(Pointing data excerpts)
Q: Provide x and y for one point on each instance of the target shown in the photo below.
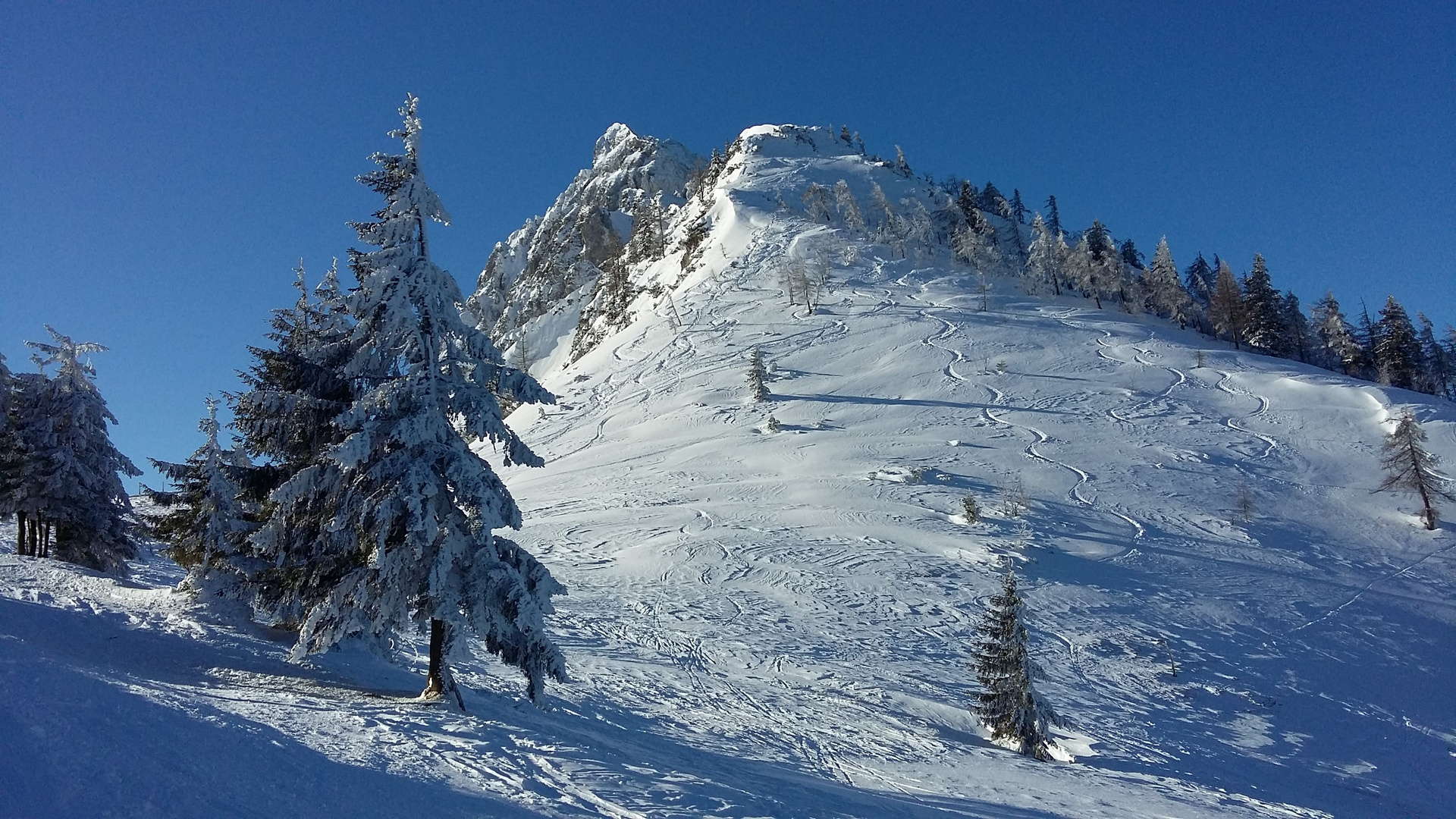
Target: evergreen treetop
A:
(1008, 701)
(73, 471)
(419, 504)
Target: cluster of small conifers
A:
(60, 475)
(351, 503)
(989, 232)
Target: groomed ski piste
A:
(778, 623)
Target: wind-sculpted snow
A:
(778, 624)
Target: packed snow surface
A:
(778, 624)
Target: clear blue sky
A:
(168, 165)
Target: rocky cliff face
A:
(555, 261)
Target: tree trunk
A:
(436, 682)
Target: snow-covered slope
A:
(778, 624)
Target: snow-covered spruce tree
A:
(1200, 279)
(816, 203)
(1298, 338)
(1044, 259)
(1398, 350)
(965, 202)
(24, 464)
(992, 200)
(287, 422)
(1164, 292)
(206, 522)
(1436, 375)
(9, 449)
(1018, 210)
(421, 504)
(1338, 347)
(1095, 267)
(1053, 218)
(1226, 306)
(976, 245)
(758, 376)
(902, 167)
(848, 207)
(80, 499)
(1410, 468)
(647, 241)
(1008, 703)
(1263, 321)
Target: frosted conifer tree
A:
(421, 504)
(287, 420)
(1018, 210)
(647, 242)
(1053, 218)
(80, 496)
(892, 229)
(848, 207)
(6, 387)
(1008, 703)
(1165, 293)
(1296, 343)
(25, 461)
(9, 449)
(1200, 280)
(1436, 376)
(758, 375)
(965, 202)
(1082, 270)
(1410, 468)
(206, 522)
(1397, 350)
(1264, 325)
(1043, 259)
(976, 245)
(1338, 346)
(1226, 306)
(902, 167)
(816, 203)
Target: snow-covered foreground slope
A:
(778, 624)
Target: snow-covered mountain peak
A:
(797, 142)
(617, 134)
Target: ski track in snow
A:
(778, 624)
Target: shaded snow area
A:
(778, 624)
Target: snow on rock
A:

Task directions:
Please copy all of the material above line for line, without changing anything, and leave the pictures out of your copy.

Correct response:
Q: Provide x and y for one point on each instance of the target shown in the photo below.
Target: evergreen treetop
A:
(1008, 701)
(73, 471)
(419, 504)
Target: cluster of small conifers
A:
(60, 475)
(351, 503)
(989, 232)
Target: groomed ski piste
A:
(778, 623)
Target: wind-sculpted snow
A:
(778, 624)
Target: packed snow surface
A:
(778, 624)
Target: clear blue sky
A:
(168, 165)
Target: rocky cliff face
A:
(555, 261)
Target: tree trunk
A:
(436, 682)
Target: snow-covered slope
A:
(778, 624)
Target: snow-covered spruce tree
A:
(1200, 279)
(816, 203)
(1298, 338)
(1044, 259)
(1398, 350)
(965, 202)
(24, 464)
(992, 200)
(287, 422)
(1164, 292)
(206, 522)
(1436, 375)
(9, 449)
(1018, 210)
(421, 504)
(1338, 347)
(1095, 267)
(1053, 218)
(1226, 306)
(976, 245)
(758, 376)
(902, 167)
(848, 207)
(80, 499)
(1410, 468)
(647, 241)
(1008, 703)
(1263, 321)
Target: frosted conifer tree
A:
(421, 504)
(287, 420)
(1018, 210)
(647, 242)
(1053, 218)
(80, 496)
(892, 229)
(848, 207)
(6, 387)
(1008, 703)
(1165, 293)
(1296, 343)
(25, 461)
(9, 449)
(1200, 280)
(1436, 376)
(758, 375)
(965, 202)
(1082, 270)
(1410, 468)
(206, 522)
(1397, 350)
(1264, 325)
(1043, 259)
(976, 245)
(1338, 346)
(1226, 306)
(902, 167)
(816, 203)
Target: snow-covered foreground slope
A:
(778, 624)
Target: snow-covered mountain peak
A:
(797, 142)
(617, 134)
Target: ski track in snow
A:
(778, 624)
Target: shaded snow area
A:
(778, 624)
Target: snow on rock
A:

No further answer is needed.